## Data shown

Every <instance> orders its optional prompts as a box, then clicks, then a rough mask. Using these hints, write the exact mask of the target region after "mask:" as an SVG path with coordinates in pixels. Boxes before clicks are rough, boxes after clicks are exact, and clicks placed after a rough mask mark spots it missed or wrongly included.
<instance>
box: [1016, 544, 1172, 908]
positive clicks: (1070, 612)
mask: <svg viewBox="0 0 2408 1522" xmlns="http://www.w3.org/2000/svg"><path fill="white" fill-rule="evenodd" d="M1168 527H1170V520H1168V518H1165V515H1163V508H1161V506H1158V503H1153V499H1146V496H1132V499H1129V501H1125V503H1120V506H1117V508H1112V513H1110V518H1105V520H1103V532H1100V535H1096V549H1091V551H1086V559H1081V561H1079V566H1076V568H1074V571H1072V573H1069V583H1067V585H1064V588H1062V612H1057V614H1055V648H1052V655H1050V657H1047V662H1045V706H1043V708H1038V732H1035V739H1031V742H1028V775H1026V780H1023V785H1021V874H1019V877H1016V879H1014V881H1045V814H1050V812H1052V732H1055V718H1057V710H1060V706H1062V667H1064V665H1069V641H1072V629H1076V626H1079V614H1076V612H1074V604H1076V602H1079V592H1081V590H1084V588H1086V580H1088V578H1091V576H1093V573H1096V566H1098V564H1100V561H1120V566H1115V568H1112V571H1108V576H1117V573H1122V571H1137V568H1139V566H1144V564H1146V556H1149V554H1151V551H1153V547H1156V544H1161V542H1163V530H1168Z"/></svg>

## Work to be completed
Turn the lines above into a JSON list of strings, one string per line, with any blank lines omitted.

## Response area
[
  "Every <instance> orders its optional prompts as a box, then clicks, then a rough mask. Using these hints, write the exact mask of the target region after \"mask:\" as an SVG path with coordinates in pixels. Boxes before clicks are rough, boxes after clicks are exact, and clicks placed after a rough mask mark spots it missed or wrongly included.",
  "<instance>",
  "box: [1016, 544, 1172, 908]",
  "positive clicks: (1070, 612)",
  "mask: <svg viewBox=\"0 0 2408 1522\" xmlns=\"http://www.w3.org/2000/svg\"><path fill=\"white\" fill-rule=\"evenodd\" d=\"M1168 527H1170V520H1168V518H1165V515H1163V508H1161V506H1158V503H1153V499H1146V496H1132V499H1129V501H1125V503H1120V506H1117V508H1112V513H1110V518H1105V520H1103V532H1100V535H1096V549H1091V551H1086V559H1081V561H1079V566H1076V568H1074V571H1072V573H1069V583H1067V585H1064V588H1062V612H1057V614H1055V648H1052V655H1050V657H1047V662H1045V706H1043V708H1038V732H1035V739H1031V742H1028V775H1026V780H1023V785H1021V874H1019V877H1016V879H1014V881H1045V814H1050V812H1052V732H1055V718H1057V710H1060V706H1062V667H1064V665H1069V641H1072V629H1076V626H1079V614H1076V612H1074V604H1076V602H1079V592H1081V590H1084V588H1086V580H1088V578H1091V576H1093V573H1096V566H1098V564H1100V561H1120V566H1115V568H1112V571H1108V576H1117V573H1122V571H1137V568H1139V566H1144V564H1146V556H1149V554H1151V551H1153V547H1156V544H1161V542H1163V530H1168Z\"/></svg>"
]